▶ REQUIREMENT
List the records as numbered lines, from the first line through the line with "POLYGON ((150 78, 148", and skip any blank lines.

▶ RECORDED INFORMATION

-- Begin --

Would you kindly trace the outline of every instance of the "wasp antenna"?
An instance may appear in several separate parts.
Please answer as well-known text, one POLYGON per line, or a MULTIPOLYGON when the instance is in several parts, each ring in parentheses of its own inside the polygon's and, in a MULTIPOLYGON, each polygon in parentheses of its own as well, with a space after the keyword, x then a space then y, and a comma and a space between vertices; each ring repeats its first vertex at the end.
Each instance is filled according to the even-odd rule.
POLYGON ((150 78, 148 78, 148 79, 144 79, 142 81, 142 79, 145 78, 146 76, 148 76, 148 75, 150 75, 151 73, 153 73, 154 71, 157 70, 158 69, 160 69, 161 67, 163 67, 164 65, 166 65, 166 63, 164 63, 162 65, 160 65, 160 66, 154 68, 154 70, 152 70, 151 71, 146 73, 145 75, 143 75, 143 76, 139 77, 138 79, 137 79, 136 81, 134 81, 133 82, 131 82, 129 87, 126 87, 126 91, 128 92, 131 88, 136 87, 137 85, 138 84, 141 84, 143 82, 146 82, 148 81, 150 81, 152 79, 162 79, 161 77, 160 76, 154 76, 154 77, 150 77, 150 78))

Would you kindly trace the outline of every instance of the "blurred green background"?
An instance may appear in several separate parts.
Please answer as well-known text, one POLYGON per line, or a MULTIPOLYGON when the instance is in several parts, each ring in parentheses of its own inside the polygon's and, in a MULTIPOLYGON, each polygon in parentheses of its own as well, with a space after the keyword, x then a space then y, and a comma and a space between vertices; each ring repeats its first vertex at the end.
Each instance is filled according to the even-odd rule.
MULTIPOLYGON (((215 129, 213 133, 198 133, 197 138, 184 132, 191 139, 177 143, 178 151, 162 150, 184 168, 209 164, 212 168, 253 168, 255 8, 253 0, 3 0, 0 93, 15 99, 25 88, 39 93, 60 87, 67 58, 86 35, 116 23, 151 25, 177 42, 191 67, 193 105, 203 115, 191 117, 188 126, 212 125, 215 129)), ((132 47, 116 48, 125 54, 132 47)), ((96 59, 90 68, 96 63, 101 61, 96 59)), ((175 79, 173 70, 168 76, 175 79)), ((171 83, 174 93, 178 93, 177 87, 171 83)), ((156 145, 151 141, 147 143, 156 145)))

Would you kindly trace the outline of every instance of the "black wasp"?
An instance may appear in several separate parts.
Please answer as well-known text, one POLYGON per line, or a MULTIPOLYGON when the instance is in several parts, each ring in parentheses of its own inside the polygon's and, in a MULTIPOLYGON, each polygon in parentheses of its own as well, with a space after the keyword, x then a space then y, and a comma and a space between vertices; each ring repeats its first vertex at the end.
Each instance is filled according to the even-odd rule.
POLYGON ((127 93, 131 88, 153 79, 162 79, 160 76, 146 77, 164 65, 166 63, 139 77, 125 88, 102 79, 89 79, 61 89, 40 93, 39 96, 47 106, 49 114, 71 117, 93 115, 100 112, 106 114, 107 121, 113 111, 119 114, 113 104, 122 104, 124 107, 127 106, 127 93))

-- End --

▶ EXERCISE RESPONSE
1. Would you kindly trace the outline of every instance of the "wasp antenna"?
2. An instance may appear in several separate parts.
3. Please answer as well-known text, one POLYGON per line, or a MULTIPOLYGON when the instance is in several parts, each ring in parentheses of its own inside the polygon's and, in a MULTIPOLYGON, each polygon in parentheses of its own as well, with a space after the keyword, x then a space then y, and a comma and a space between vertices; each ring repeats its first vertex at the end.
4. Each instance is filled according to the even-odd rule.
5. POLYGON ((150 78, 148 78, 148 79, 144 79, 142 81, 142 79, 145 78, 146 76, 148 76, 148 75, 150 75, 151 73, 153 73, 154 71, 157 70, 158 69, 160 69, 161 67, 163 67, 164 65, 166 65, 166 63, 164 63, 162 65, 160 65, 160 66, 154 68, 154 70, 152 70, 151 71, 146 73, 145 75, 143 75, 143 76, 139 77, 138 79, 137 79, 136 81, 134 81, 133 82, 131 82, 129 87, 126 87, 126 91, 128 92, 131 88, 136 87, 137 85, 138 84, 141 84, 143 82, 146 82, 148 81, 150 81, 152 79, 162 79, 161 77, 160 76, 154 76, 154 77, 150 77, 150 78))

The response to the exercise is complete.